# Given exercise
Copy the lines below word for word, leaving the pictures out.

===== Dataset content

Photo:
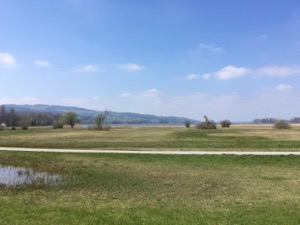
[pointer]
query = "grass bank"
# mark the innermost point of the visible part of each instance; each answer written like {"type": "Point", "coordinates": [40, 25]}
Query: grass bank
{"type": "Point", "coordinates": [240, 138]}
{"type": "Point", "coordinates": [154, 189]}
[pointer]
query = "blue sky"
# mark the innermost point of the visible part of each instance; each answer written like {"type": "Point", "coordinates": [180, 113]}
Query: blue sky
{"type": "Point", "coordinates": [236, 60]}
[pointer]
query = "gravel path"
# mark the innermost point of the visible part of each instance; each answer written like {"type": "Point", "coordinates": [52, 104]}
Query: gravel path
{"type": "Point", "coordinates": [150, 152]}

==========

# Final result
Photo:
[pointer]
query = "grass bank"
# mark the innermost point of the visible part of each instance; each answer written like {"type": "Point", "coordinates": [40, 25]}
Query: grass bank
{"type": "Point", "coordinates": [240, 138]}
{"type": "Point", "coordinates": [154, 189]}
[pointer]
query = "blue sky"
# mark the innermost point of the visible part of each instance; each answer written like {"type": "Point", "coordinates": [180, 113]}
Query: blue sky
{"type": "Point", "coordinates": [236, 60]}
[pointer]
query = "gravel path"
# mark the innermost point of the visible part of each instance; each answer written like {"type": "Point", "coordinates": [52, 104]}
Query: gravel path
{"type": "Point", "coordinates": [150, 152]}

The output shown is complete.